■ EXERCISE AIM:
Reproduce everything from the start of the records down to the line containing "400L696 466L681 490L815", swapping "pixel-accurate" for "precise" and leaving the rest unchanged. Return only those lines.

■ RAW DATA:
"""

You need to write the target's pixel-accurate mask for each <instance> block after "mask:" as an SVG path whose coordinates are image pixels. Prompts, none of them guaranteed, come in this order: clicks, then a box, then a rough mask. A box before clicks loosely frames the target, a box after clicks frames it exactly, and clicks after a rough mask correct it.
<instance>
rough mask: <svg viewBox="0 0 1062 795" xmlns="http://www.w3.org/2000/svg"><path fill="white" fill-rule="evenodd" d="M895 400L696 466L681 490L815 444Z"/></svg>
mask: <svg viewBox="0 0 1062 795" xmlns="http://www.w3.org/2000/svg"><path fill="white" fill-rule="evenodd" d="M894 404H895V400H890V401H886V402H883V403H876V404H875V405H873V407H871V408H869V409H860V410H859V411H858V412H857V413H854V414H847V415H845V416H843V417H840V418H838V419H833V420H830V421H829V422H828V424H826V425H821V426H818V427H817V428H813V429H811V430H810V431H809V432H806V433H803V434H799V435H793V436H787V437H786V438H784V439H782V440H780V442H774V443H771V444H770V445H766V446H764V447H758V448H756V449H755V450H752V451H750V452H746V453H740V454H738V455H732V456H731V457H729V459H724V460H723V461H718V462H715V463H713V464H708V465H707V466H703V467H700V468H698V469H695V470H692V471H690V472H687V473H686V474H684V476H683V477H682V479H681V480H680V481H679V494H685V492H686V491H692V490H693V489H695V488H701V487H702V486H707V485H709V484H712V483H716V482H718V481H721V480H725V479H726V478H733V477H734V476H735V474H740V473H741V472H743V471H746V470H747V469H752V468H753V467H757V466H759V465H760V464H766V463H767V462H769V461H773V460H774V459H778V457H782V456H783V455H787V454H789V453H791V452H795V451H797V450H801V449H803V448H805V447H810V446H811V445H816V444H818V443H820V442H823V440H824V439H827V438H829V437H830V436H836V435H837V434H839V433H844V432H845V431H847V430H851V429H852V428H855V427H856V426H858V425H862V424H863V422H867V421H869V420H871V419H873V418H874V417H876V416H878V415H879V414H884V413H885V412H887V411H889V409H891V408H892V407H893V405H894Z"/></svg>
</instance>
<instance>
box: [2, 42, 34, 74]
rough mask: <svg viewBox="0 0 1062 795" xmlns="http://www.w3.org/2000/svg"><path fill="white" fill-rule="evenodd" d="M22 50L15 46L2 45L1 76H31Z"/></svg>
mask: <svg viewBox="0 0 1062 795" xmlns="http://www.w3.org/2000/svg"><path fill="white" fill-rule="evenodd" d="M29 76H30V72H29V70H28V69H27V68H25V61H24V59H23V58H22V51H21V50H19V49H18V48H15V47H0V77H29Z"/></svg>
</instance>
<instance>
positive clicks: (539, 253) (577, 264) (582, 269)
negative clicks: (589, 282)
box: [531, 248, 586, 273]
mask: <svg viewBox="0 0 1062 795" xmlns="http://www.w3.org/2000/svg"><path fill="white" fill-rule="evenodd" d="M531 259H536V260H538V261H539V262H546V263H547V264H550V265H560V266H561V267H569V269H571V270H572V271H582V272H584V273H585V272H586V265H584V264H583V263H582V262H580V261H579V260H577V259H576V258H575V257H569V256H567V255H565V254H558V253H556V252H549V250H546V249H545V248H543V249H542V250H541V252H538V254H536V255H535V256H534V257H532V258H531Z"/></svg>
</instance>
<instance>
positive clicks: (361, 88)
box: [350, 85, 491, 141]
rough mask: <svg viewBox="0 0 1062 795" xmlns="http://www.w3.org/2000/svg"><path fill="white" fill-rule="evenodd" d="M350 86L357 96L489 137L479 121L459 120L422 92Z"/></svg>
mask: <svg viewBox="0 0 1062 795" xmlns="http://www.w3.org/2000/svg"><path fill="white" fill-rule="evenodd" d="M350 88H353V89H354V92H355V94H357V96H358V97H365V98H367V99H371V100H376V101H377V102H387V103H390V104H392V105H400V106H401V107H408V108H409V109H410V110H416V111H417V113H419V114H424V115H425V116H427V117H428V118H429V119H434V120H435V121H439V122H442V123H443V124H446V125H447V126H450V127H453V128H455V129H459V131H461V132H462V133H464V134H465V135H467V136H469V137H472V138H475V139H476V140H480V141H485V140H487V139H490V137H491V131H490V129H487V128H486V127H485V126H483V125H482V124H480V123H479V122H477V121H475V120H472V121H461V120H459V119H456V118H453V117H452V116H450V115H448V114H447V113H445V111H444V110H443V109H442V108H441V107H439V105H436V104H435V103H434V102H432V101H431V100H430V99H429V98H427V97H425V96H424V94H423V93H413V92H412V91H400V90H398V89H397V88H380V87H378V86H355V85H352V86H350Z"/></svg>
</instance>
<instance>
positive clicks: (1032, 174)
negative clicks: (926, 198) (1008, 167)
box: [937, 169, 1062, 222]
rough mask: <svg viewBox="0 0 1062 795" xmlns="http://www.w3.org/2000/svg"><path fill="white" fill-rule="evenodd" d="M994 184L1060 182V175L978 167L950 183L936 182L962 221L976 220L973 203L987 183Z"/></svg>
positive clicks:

"""

■ REPLY TO THE EXERCISE:
You need to write the target's precise mask for each <instance> block after "mask:" as an SVG path whose coordinates are image pixels. Prompts, none of them guaranteed, come in this order: clicks, then a box, then a rough mask. A box before clicks loosely frames the target, a box after clicks frames it exactly, and clicks after a rough mask correct it.
<instance>
rough mask: <svg viewBox="0 0 1062 795" xmlns="http://www.w3.org/2000/svg"><path fill="white" fill-rule="evenodd" d="M895 400L696 466L681 490L815 444Z"/></svg>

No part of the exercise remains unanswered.